### What the exercise asks
What is needed is every line, exactly as given, from the line containing "For each instance of the blue" through the end of the data below.
▼
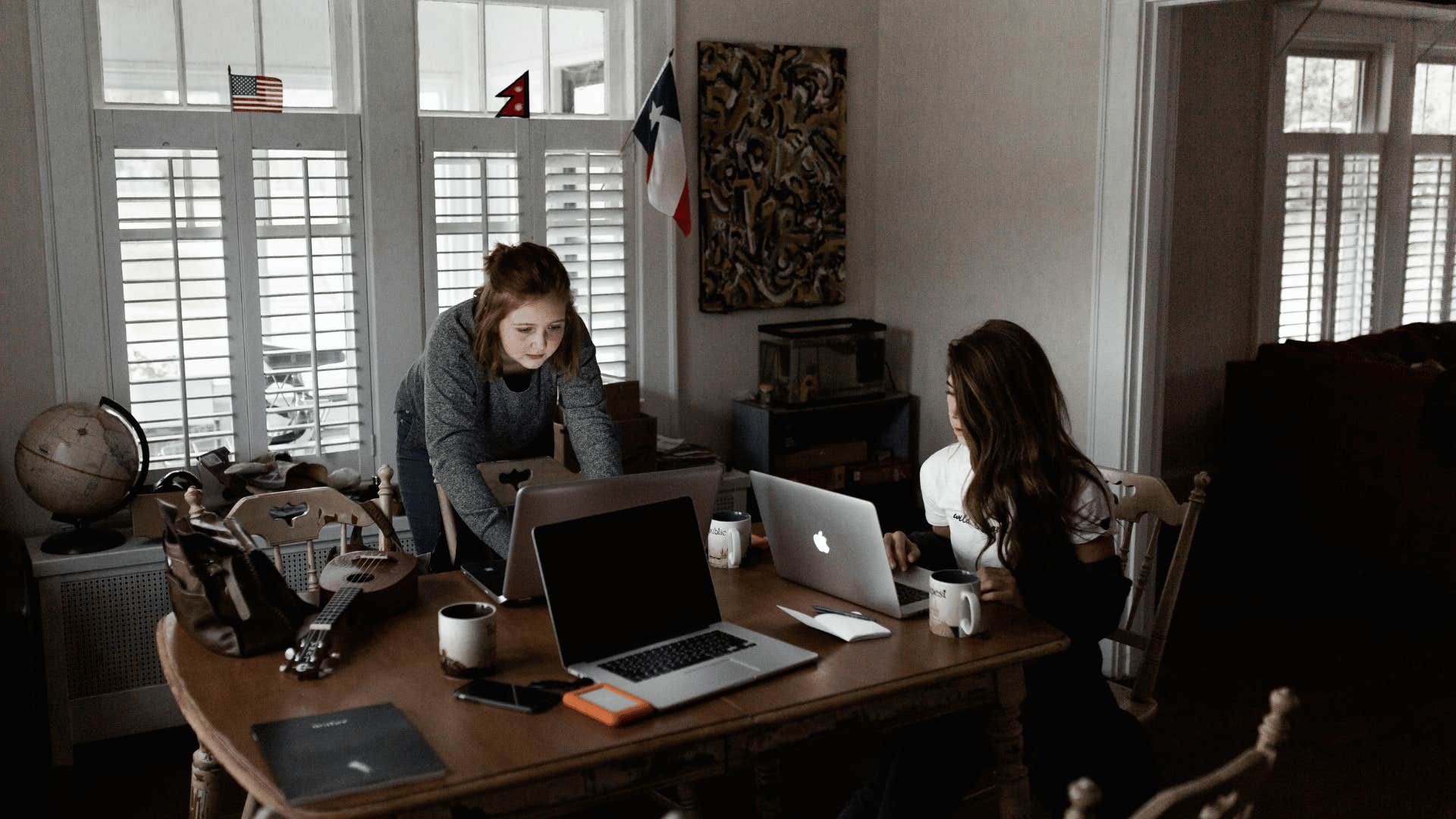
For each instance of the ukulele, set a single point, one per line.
(382, 583)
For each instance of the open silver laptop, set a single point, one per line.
(832, 542)
(516, 577)
(632, 605)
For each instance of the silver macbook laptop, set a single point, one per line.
(833, 542)
(632, 604)
(516, 577)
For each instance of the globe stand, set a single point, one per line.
(82, 539)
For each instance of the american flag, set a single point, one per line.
(255, 93)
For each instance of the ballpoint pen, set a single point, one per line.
(826, 610)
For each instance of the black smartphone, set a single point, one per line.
(507, 695)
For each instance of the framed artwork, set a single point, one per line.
(770, 175)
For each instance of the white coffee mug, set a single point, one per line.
(956, 604)
(468, 640)
(728, 535)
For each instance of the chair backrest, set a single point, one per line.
(1145, 502)
(1228, 793)
(294, 516)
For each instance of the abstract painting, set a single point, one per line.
(770, 174)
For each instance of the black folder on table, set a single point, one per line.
(341, 752)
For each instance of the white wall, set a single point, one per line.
(1215, 245)
(718, 354)
(27, 378)
(984, 183)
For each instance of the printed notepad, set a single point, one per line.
(848, 629)
(344, 752)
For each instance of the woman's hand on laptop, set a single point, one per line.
(900, 550)
(999, 586)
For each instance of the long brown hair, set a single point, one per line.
(516, 275)
(1027, 469)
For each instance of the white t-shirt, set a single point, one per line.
(944, 480)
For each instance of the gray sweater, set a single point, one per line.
(471, 417)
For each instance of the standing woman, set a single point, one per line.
(485, 390)
(1018, 503)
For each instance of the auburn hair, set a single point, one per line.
(1027, 471)
(516, 275)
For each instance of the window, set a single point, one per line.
(143, 58)
(234, 293)
(1335, 264)
(1331, 191)
(478, 205)
(557, 178)
(232, 241)
(469, 50)
(1429, 295)
(175, 300)
(585, 224)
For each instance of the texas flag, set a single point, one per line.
(660, 130)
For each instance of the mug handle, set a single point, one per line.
(973, 623)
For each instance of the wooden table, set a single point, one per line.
(560, 761)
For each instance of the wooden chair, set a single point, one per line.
(1145, 502)
(1229, 792)
(293, 516)
(287, 518)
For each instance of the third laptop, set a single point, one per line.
(632, 604)
(832, 542)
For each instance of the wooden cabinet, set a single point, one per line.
(865, 447)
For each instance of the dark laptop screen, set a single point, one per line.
(625, 579)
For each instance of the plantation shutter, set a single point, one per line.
(585, 224)
(166, 248)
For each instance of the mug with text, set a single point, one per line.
(956, 604)
(468, 640)
(728, 535)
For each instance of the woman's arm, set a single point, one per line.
(1084, 598)
(582, 407)
(455, 423)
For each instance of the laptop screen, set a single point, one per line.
(625, 579)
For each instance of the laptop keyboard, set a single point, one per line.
(910, 595)
(655, 662)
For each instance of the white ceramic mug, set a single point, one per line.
(468, 640)
(728, 535)
(956, 604)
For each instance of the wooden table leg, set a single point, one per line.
(766, 770)
(202, 800)
(688, 802)
(1012, 789)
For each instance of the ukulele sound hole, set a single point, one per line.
(516, 477)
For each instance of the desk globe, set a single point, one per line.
(82, 463)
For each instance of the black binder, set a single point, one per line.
(315, 758)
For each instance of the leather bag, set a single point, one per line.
(224, 592)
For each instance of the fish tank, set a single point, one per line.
(821, 360)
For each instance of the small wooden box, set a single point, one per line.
(623, 400)
(509, 477)
(824, 477)
(826, 455)
(146, 515)
(637, 435)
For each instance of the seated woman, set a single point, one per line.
(485, 390)
(1017, 502)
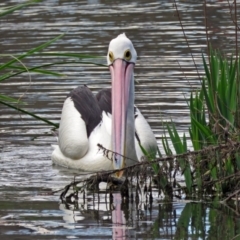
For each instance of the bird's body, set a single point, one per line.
(109, 119)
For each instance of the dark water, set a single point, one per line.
(166, 75)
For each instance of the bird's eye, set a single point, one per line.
(127, 55)
(111, 56)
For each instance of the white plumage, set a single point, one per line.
(108, 119)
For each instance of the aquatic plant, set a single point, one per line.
(15, 66)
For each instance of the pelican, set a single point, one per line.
(108, 118)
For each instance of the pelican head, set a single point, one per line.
(121, 60)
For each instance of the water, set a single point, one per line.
(166, 75)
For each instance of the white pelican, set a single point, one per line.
(109, 119)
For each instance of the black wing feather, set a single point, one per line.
(87, 105)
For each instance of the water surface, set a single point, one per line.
(166, 76)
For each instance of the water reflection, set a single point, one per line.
(124, 219)
(25, 144)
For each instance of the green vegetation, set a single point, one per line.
(212, 168)
(15, 66)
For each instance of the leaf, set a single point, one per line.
(30, 114)
(9, 10)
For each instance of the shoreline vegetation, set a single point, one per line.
(212, 169)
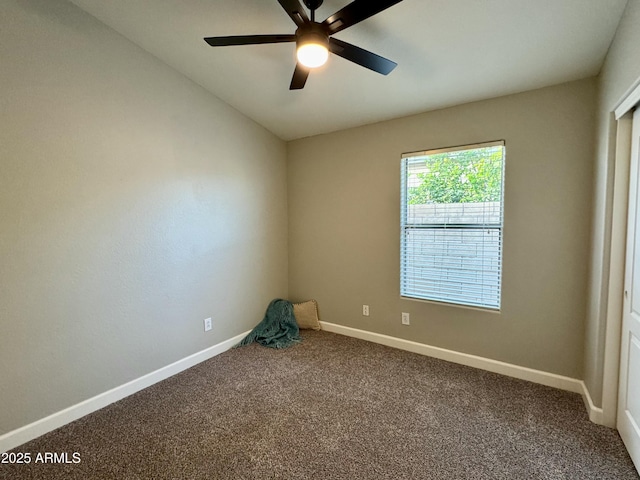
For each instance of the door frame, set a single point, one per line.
(621, 123)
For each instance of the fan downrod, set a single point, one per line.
(313, 4)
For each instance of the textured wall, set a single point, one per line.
(619, 73)
(344, 238)
(133, 205)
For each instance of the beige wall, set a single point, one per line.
(344, 239)
(133, 204)
(619, 73)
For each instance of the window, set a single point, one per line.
(451, 225)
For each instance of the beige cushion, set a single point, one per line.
(306, 314)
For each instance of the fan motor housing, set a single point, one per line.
(312, 33)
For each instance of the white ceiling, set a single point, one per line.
(448, 52)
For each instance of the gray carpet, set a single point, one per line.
(335, 407)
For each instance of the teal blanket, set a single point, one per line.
(278, 328)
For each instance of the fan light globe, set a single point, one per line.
(312, 55)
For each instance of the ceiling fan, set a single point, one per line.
(314, 41)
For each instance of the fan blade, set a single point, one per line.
(295, 11)
(300, 75)
(361, 56)
(355, 12)
(248, 40)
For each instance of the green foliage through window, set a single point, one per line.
(462, 176)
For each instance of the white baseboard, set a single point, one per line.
(596, 414)
(536, 376)
(26, 433)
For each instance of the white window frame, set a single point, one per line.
(451, 285)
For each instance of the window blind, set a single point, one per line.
(451, 225)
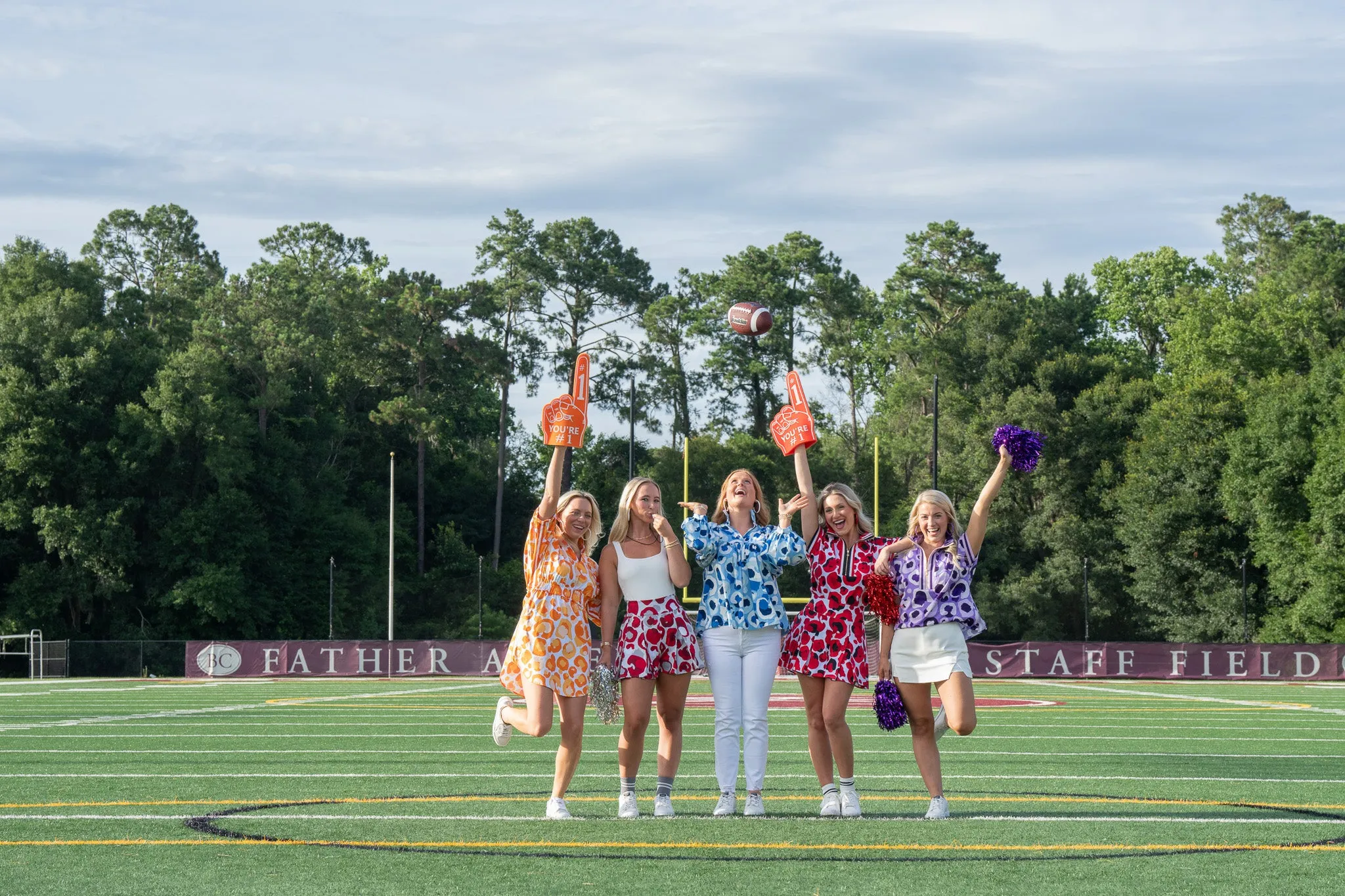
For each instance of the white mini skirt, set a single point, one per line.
(930, 653)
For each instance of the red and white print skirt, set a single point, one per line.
(826, 641)
(657, 640)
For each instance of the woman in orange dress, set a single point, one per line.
(548, 657)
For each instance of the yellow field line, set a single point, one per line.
(684, 797)
(581, 844)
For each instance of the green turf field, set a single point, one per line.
(396, 788)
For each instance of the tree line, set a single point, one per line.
(190, 452)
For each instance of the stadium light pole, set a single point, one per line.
(934, 454)
(1246, 633)
(1086, 599)
(331, 597)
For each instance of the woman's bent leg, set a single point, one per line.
(820, 747)
(724, 662)
(636, 696)
(535, 719)
(959, 703)
(671, 700)
(572, 742)
(920, 710)
(839, 743)
(762, 657)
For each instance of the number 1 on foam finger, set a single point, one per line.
(794, 383)
(581, 378)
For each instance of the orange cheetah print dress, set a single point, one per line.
(550, 645)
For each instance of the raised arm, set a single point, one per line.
(546, 509)
(803, 476)
(981, 513)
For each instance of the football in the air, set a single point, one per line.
(749, 319)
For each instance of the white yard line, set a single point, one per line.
(1178, 696)
(608, 777)
(768, 819)
(549, 753)
(478, 736)
(169, 714)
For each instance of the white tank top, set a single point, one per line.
(645, 578)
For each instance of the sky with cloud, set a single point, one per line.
(1060, 132)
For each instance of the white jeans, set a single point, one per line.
(741, 666)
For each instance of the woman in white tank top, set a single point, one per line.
(658, 649)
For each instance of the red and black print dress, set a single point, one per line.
(826, 639)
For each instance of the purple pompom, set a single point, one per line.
(1024, 446)
(888, 707)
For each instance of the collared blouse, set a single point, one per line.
(934, 591)
(740, 572)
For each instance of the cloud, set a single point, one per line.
(1060, 132)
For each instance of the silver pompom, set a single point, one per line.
(603, 692)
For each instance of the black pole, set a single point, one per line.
(1086, 599)
(1246, 633)
(934, 456)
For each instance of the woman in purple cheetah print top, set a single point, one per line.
(938, 614)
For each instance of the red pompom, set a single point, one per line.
(881, 597)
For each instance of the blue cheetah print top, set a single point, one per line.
(740, 570)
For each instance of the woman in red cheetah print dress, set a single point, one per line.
(826, 647)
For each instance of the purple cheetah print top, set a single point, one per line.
(934, 591)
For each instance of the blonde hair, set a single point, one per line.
(848, 495)
(761, 507)
(622, 526)
(943, 503)
(591, 535)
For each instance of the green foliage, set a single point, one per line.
(191, 448)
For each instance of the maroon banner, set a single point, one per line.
(1019, 660)
(1158, 660)
(317, 658)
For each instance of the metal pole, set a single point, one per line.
(1086, 599)
(934, 456)
(1246, 633)
(331, 597)
(876, 485)
(686, 495)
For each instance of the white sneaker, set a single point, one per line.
(500, 731)
(940, 725)
(938, 809)
(626, 806)
(830, 805)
▲
### Result for this task
For each instance of the blue cheetah print top, set a single point, one per line.
(740, 570)
For each instance of the woman in red cheetah print dress, set a single point, one per line.
(826, 647)
For each instance of the purple cheetah print top, set a single point, one per line.
(934, 591)
For each instance of the blonde hair, set a single point, one per line.
(848, 495)
(761, 507)
(622, 526)
(943, 503)
(591, 535)
For each instance of the green foliage, set a single point, one per line.
(191, 448)
For each instance of the maroon banner, set a single point, one per line.
(1019, 660)
(1158, 660)
(317, 658)
For each instance of the metal pole, set a single point, one per line.
(1086, 599)
(934, 456)
(1246, 633)
(331, 597)
(876, 485)
(686, 495)
For each instance of the white sneaker, set a single point, one per line.
(500, 731)
(940, 725)
(938, 809)
(626, 806)
(830, 805)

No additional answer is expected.